### Work to complete
Pick out every line in the records below that contains the word "white" and copy each one. Match case exactly.

### Data
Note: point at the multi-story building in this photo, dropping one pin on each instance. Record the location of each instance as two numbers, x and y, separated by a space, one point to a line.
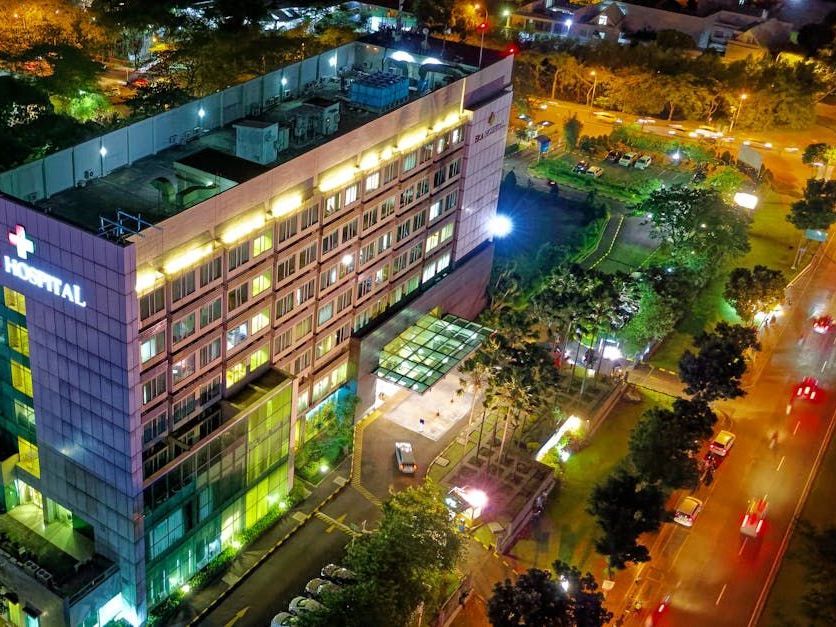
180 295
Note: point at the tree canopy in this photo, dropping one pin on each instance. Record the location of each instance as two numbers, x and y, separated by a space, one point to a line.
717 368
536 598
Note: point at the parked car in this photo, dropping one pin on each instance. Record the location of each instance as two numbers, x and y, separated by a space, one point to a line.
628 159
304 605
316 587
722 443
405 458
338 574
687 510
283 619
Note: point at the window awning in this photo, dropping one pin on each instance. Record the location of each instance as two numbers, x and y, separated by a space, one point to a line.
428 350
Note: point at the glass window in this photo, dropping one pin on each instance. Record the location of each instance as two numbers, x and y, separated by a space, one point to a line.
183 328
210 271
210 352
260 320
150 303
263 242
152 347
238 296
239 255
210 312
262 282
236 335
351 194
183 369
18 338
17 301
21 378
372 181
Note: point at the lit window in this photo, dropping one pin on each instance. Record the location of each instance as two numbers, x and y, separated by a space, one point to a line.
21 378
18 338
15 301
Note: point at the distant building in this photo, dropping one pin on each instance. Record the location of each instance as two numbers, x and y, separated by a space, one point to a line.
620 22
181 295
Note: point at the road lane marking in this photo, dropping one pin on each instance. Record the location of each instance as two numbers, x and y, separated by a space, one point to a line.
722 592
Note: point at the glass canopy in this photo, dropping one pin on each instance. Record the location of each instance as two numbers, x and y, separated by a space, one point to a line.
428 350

---

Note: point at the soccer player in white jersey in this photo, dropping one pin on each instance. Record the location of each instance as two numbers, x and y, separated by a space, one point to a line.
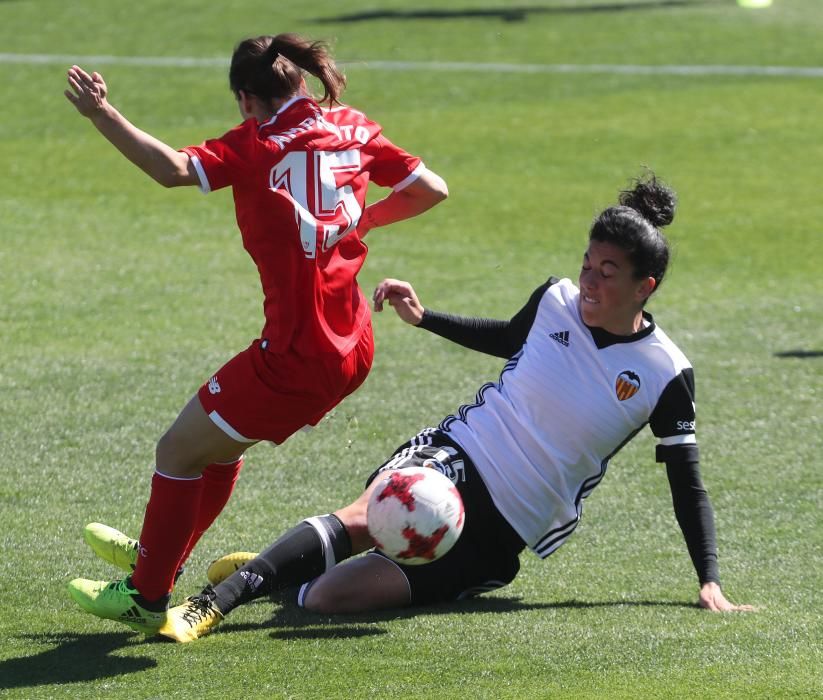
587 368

==

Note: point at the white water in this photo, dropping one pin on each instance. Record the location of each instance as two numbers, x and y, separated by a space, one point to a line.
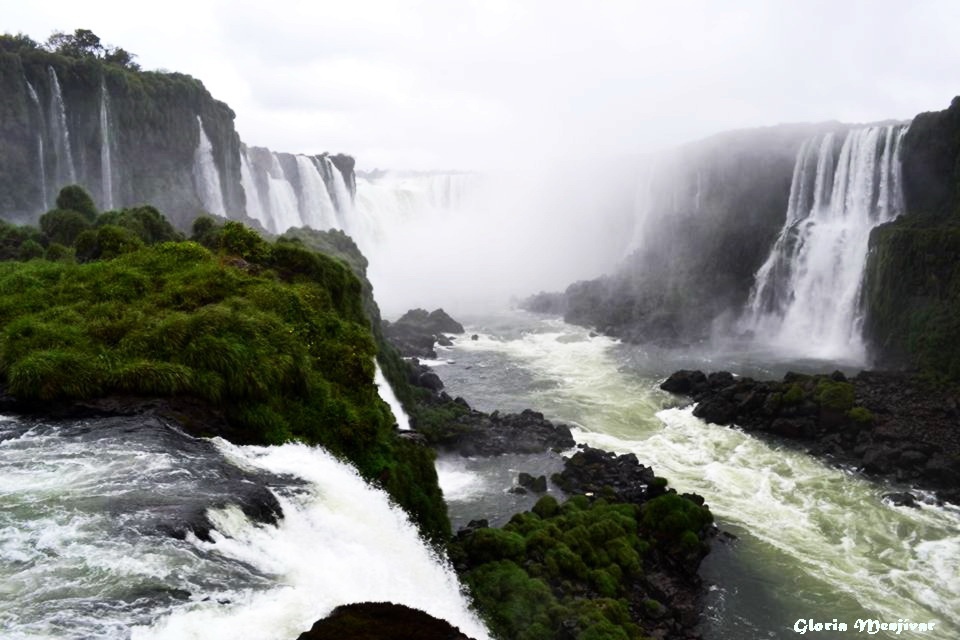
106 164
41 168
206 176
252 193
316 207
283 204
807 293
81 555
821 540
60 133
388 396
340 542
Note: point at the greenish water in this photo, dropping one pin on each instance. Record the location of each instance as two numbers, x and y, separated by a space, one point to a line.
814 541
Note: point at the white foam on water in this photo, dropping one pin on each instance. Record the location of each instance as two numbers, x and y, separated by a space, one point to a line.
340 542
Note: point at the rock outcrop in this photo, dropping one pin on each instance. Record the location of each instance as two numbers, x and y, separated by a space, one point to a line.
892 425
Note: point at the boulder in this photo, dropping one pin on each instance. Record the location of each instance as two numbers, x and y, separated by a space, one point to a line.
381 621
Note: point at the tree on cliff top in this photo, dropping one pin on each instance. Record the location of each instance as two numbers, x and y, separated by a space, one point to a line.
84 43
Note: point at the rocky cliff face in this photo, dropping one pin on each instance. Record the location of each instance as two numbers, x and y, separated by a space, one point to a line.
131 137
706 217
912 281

### Response to the task
Note: point at the soccer player in white jersey in this photo, dropping one pin on each instance. Record the location of each instance as two numbers, x and y, separated by a space, one point to a line.
Note: point at the white water in this photo, dropping one pin on each instance. Record the location of each instance as two numbers, x and y, separated by a space, one point to a line.
Note: point at the white foam on water in this photo, dropping one pin on each instance. Record the location of each instance as two numbers, x and y, separated by a space, one point to a line.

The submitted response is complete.